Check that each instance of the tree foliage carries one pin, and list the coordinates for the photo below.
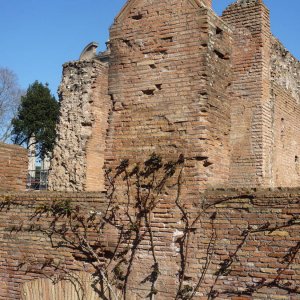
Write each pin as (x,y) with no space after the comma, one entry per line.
(10,94)
(37,117)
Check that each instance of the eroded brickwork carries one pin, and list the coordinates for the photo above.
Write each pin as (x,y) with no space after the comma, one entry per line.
(246,245)
(178,79)
(78,156)
(13,167)
(285,82)
(168,73)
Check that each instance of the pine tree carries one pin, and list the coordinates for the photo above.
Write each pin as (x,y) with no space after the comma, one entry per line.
(37,117)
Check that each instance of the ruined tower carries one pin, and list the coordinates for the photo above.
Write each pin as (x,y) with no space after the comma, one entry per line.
(178,79)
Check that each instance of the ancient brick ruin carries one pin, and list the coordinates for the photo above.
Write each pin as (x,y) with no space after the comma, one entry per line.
(175,80)
(13,167)
(179,79)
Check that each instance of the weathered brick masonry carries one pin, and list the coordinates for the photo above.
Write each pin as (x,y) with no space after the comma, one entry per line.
(79,151)
(222,91)
(13,167)
(234,245)
(178,79)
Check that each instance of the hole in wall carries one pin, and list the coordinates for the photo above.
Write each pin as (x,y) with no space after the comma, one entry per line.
(221,55)
(127,43)
(219,31)
(148,92)
(138,16)
(168,39)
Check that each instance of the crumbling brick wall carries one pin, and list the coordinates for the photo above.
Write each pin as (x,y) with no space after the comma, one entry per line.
(245,245)
(250,110)
(285,82)
(78,155)
(181,80)
(13,167)
(169,68)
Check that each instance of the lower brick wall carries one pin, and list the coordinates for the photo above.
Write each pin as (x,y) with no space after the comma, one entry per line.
(243,245)
(13,167)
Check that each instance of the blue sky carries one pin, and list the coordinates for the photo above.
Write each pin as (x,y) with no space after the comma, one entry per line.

########################################

Print the records above exactly, minus pictures.

Check that each instance of the tree foliage carries one pin, and list the coordinates for the photo below.
Write each pin as (x,y) with no space after the comma, one entry per line.
(10,94)
(37,117)
Check that each instance of the eroded brickwork carries one pin, and list the coordinates for the photo above.
Write each pin as (x,y) with no space after the comma, one entry per line.
(246,245)
(178,79)
(78,156)
(13,167)
(285,82)
(168,73)
Check that each instance of the pine tree carries one pin, and list the coordinates for the photo above.
Write each pin as (x,y) with no space after the comma, one entry per line.
(37,117)
Check that each instance of the ruined tower carries one pin, and list the coordinates for the photo above.
Write each pin as (x,y) with no space after the comma, one entry per line.
(178,79)
Check that each instance of the ancient brick ruin carries one pin, and list the coordinates for the photo above.
Write each pin as (x,y) with no space after the comma, one entry per line.
(175,80)
(13,167)
(179,79)
Check that each instance of the weathered brick masonry carries one pin, and list the coordinates for the photo above.
Write each pin as (x,y) with no space after the comma, one entry per line.
(79,151)
(222,91)
(13,167)
(234,245)
(178,79)
Check that each instance of the hole in wall carries one pin, and list the coordinates for the photo above.
Write each pin as (x,y) with no space after the comma, one entry per line.
(221,55)
(127,43)
(219,31)
(148,92)
(138,16)
(168,39)
Check that each instance of the crumbling brick wall carries one pin, and list the coordinates for the photo above.
Write each pin as (x,y) with no space after the comma, one entry per line.
(245,245)
(250,110)
(285,82)
(78,155)
(181,80)
(13,167)
(169,68)
Check that each instance of the lower brick wall carries one pin, and list the coordinates for the photo above.
Write each pin as (x,y) with no space after the comma, one entry per line.
(243,245)
(13,167)
Check that each instance of the blue sky carries one pin, and list the coordinates for the photo above.
Write each pin as (x,y) with no space after the comma, one entry per line.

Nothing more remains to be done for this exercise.